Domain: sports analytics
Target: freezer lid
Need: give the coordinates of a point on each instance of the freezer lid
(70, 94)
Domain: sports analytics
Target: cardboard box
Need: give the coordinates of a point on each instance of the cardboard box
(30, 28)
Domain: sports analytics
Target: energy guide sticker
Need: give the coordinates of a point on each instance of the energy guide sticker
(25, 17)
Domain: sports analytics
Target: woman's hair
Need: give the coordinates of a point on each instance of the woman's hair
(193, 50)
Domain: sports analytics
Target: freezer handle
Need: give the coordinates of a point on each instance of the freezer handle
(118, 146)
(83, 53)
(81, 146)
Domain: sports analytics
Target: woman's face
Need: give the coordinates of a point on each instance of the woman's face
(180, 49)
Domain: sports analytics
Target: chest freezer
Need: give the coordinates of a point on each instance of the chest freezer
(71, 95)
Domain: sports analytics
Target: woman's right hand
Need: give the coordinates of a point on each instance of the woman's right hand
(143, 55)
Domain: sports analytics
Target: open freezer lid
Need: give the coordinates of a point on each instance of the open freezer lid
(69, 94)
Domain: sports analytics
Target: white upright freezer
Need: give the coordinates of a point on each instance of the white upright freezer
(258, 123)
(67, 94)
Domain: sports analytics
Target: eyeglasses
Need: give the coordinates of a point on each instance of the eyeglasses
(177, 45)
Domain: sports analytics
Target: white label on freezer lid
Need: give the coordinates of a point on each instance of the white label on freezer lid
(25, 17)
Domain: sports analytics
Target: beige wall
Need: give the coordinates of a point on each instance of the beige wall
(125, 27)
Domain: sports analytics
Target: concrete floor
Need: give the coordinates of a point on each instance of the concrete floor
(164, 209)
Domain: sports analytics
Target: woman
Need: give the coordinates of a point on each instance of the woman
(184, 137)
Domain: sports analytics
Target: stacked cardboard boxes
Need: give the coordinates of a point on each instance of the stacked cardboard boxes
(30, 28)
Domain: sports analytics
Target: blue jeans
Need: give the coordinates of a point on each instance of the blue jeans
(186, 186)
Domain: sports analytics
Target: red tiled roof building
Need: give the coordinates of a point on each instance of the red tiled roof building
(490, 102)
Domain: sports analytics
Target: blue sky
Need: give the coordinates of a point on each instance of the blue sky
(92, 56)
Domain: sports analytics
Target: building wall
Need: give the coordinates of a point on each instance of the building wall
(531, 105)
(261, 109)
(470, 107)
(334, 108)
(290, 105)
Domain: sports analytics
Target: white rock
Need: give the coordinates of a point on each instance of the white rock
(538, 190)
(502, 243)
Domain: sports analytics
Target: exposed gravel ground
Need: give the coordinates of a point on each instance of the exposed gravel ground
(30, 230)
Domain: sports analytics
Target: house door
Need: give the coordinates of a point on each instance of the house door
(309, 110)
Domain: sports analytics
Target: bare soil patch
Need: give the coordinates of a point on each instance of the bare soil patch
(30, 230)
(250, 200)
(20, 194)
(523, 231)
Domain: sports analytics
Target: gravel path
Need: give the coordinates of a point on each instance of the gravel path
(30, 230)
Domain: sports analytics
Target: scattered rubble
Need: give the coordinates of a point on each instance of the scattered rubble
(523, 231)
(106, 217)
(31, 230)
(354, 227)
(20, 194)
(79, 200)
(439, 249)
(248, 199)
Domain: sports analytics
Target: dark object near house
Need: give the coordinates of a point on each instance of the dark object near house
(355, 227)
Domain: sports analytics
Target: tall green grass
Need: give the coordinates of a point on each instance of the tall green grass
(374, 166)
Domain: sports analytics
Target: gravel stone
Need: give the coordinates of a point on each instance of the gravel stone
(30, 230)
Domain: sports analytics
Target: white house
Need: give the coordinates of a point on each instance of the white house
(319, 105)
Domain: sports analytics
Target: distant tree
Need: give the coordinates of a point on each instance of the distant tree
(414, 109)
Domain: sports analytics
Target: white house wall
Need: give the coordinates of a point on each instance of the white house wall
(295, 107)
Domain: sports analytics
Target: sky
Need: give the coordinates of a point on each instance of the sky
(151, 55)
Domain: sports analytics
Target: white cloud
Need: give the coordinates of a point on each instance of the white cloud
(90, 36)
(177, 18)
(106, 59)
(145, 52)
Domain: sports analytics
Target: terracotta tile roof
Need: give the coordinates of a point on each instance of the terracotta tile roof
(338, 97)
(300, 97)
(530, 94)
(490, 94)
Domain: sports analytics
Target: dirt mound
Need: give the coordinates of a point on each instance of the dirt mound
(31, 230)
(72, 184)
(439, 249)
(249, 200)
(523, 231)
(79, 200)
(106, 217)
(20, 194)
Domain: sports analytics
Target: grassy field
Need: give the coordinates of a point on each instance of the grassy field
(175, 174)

==

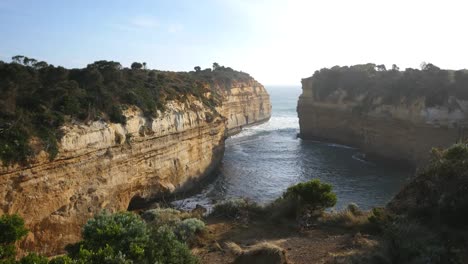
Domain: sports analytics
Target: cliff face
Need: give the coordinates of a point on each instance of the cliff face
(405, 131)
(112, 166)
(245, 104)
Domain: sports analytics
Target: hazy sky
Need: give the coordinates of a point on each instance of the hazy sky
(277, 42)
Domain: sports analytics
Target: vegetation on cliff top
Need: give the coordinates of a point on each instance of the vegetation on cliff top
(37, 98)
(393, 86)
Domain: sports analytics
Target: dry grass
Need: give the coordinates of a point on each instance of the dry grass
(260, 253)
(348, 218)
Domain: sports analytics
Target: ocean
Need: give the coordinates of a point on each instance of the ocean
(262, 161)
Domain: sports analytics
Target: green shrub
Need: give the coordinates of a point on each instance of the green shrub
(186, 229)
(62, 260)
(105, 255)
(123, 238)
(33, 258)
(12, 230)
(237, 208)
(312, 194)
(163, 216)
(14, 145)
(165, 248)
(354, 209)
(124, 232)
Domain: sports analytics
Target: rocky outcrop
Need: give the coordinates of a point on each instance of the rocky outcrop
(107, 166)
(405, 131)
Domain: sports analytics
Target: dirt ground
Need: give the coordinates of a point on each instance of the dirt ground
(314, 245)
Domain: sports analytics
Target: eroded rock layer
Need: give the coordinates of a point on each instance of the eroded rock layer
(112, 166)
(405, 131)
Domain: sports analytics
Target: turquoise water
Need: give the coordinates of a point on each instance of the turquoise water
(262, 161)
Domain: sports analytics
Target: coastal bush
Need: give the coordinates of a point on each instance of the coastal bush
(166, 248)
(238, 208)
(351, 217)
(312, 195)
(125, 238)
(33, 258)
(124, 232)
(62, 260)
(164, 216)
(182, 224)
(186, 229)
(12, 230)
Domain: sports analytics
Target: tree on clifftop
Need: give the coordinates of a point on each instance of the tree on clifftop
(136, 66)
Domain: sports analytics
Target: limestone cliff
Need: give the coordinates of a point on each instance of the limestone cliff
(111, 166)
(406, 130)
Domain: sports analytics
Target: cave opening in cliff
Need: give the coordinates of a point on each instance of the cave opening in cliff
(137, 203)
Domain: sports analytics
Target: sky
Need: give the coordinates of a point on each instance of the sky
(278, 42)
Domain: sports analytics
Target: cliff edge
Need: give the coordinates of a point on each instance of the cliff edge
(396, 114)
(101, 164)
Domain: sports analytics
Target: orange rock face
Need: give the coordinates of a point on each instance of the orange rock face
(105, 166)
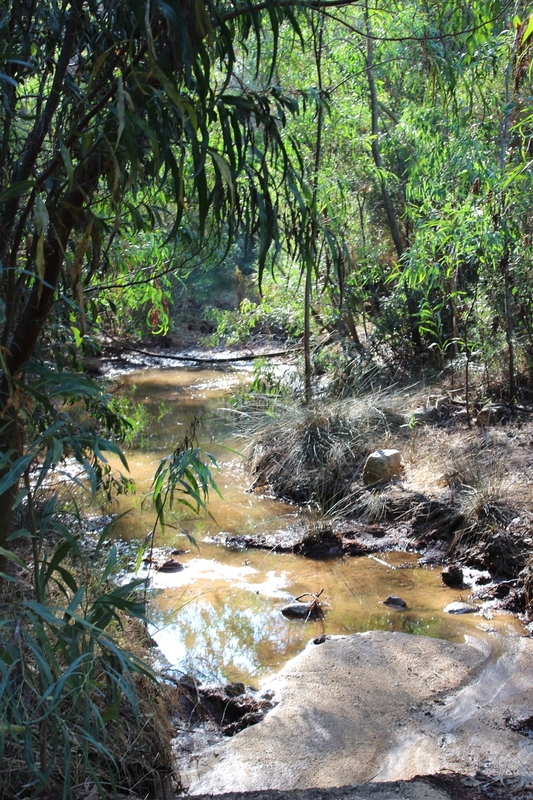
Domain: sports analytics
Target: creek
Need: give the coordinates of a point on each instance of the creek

▶ Assignment:
Using the records above, find and show each line with the string "creek".

▶ Reply:
Target: creek
Need: give the coordinates of a point on each instance of the creek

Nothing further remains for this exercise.